**Exercise description**
Select each line of the data below that contains the word "mountain", and copy every such line.

**Input**
★ ★ ★

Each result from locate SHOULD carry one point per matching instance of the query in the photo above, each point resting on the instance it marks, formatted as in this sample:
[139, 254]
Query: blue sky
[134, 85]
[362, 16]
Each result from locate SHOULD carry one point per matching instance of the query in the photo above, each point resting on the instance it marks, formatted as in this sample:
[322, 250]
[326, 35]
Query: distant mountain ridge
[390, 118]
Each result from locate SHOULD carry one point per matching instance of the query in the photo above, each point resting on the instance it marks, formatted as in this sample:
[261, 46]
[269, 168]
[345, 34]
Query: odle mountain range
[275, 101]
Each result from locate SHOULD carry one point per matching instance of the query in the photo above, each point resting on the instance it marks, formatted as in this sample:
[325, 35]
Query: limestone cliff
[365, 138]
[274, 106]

★ ★ ★

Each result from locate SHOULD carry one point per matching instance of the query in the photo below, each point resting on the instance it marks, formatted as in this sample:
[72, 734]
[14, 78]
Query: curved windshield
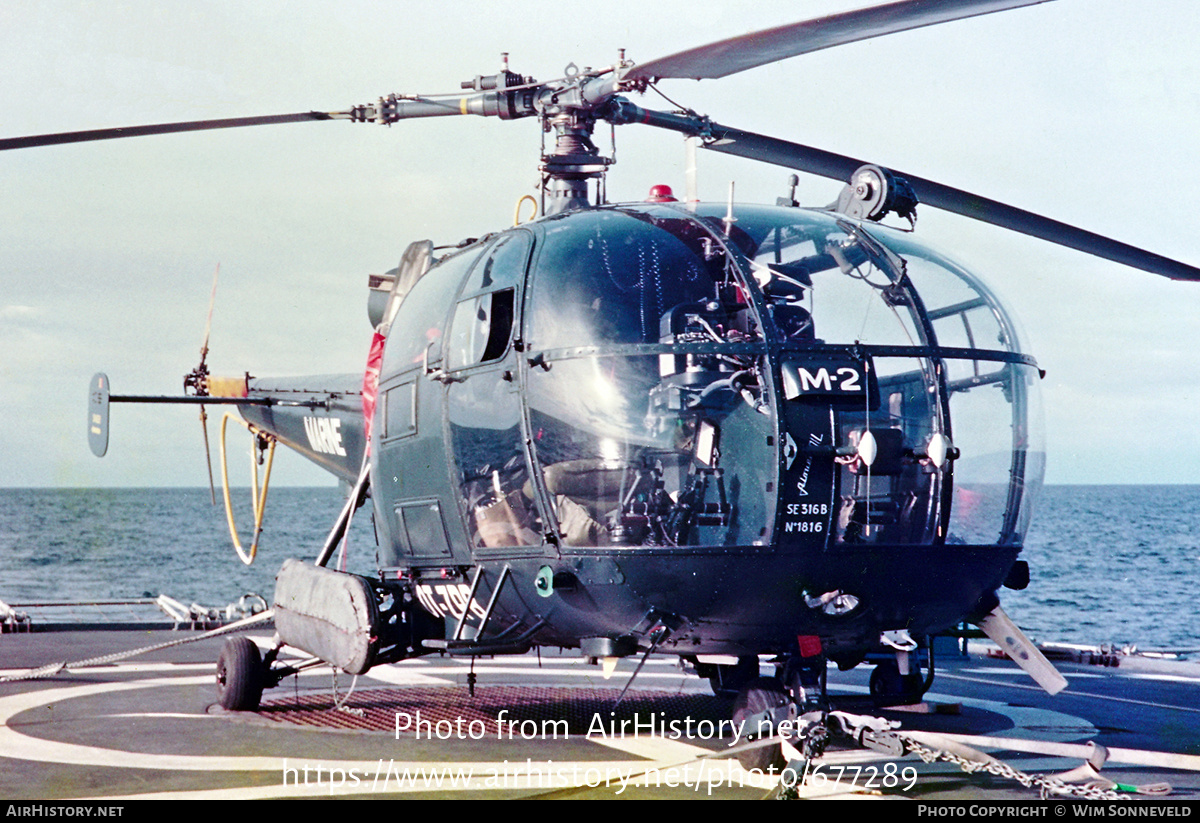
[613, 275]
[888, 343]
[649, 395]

★ ★ ★

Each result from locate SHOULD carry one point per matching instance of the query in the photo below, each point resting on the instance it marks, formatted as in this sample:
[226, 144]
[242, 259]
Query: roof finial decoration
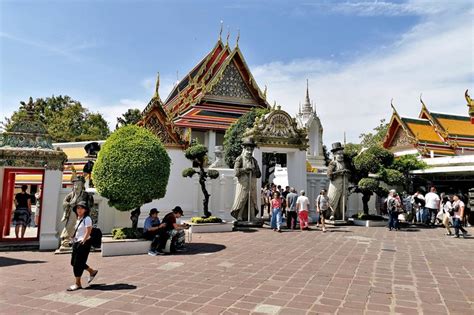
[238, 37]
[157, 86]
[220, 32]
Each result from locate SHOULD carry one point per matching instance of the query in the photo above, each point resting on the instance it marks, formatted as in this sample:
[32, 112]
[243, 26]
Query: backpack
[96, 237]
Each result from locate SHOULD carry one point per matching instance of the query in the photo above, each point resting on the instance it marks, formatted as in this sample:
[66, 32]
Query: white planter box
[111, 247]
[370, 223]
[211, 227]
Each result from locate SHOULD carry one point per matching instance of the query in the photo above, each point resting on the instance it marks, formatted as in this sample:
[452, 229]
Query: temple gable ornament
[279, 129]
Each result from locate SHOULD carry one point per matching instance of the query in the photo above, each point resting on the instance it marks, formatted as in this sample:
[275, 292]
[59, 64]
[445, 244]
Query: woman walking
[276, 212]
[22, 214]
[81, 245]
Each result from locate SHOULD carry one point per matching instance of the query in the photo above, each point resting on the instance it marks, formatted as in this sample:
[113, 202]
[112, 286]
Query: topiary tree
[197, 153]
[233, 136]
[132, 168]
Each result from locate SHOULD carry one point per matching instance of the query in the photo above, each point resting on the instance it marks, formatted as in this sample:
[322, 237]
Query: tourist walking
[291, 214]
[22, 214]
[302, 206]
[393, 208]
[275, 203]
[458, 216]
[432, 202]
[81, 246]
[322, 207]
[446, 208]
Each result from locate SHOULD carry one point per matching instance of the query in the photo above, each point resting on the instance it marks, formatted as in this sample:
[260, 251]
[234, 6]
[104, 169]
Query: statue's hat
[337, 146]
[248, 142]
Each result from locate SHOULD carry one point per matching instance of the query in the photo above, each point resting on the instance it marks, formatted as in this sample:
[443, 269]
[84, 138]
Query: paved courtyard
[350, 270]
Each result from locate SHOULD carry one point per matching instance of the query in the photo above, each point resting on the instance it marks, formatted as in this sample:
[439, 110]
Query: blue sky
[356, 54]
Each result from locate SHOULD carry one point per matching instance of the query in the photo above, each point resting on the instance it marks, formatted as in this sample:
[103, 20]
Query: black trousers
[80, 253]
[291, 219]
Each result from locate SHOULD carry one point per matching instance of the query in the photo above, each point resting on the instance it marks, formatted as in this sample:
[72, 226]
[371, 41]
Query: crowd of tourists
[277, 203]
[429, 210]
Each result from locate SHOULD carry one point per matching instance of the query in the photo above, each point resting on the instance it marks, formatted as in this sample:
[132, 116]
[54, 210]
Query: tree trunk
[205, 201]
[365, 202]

★ ★ ★

**The result**
Query: distant mountain ridge
Query: odle mountain range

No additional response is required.